[KUTIPAN DOKUMEN]:
-------

Medan (SIB)- Luas lahan atau perkebunan kopi di Sumut menciut dari semula 82.895 hektare pada 2014, menjadi 59.815 hektare pada 2016 lalu.
Praktisi bisnis kopi, Maranti Tobing yang memproduksi dan mengekspor kopi 'Tobing Estate' jenis Arabika menyebutkan, salah satu penyebab menciutnya lahan-lahan perkebunan kopi di Sumut adalah minimnya penyuluhan dari berbagai pihak, terutama pemerintah, tentang prospek dan bisnis kopi yang sebenarnya sangat menjanjikan, baik untuk jangka menengah maupun jangka panjang.

-------

[ENTRI DITAMPILKAN]:
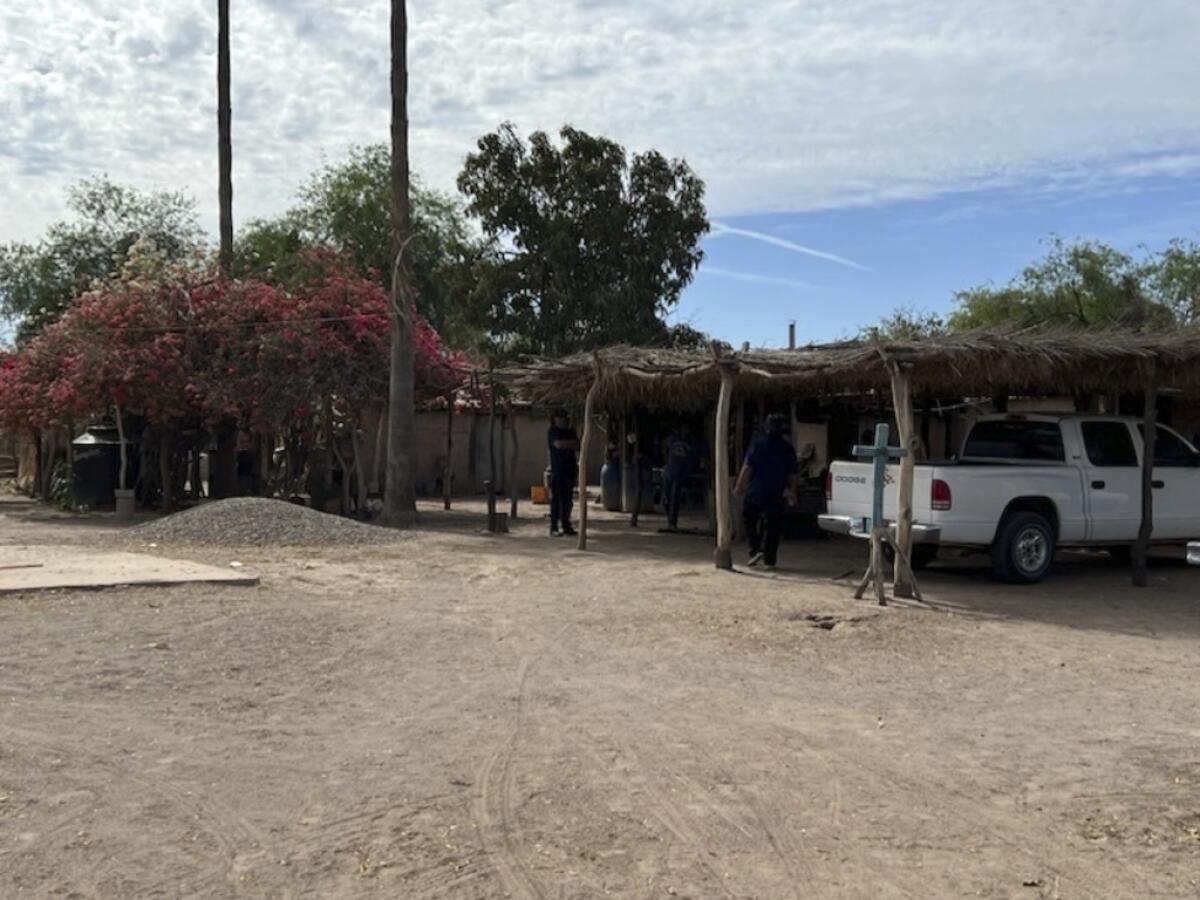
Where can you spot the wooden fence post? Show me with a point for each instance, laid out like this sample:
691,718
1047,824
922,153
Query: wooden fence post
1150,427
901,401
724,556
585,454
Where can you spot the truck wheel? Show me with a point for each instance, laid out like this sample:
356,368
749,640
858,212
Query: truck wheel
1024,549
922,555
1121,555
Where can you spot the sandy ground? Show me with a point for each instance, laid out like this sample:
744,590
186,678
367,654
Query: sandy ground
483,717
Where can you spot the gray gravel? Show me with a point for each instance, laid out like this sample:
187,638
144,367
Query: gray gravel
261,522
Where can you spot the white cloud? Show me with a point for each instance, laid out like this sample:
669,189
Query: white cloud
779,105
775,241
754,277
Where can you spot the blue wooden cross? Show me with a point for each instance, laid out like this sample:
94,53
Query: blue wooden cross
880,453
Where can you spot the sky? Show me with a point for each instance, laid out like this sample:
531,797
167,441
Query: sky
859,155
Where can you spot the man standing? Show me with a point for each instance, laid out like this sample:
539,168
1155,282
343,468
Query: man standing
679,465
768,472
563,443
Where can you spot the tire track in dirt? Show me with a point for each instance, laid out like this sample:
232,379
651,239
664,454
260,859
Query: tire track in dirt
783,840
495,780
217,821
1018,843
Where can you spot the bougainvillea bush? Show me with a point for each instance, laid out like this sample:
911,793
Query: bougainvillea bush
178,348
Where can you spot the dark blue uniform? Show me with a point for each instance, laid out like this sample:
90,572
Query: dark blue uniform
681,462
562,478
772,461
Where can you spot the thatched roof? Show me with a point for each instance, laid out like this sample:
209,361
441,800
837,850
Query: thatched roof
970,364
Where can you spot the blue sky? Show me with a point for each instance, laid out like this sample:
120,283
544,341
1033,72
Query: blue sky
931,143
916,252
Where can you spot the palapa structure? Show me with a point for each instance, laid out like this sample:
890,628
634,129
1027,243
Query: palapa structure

-------

[RINCIAN SOAL]: Angka apa saja yang tercantum dalam kutipan dokumen tentang lahan kopi di Sumut? Entri tersebut tidak berkaitan dengan kutipan dokumen.

[JAWABAN]: 82.895, 2014, 59.815, 2016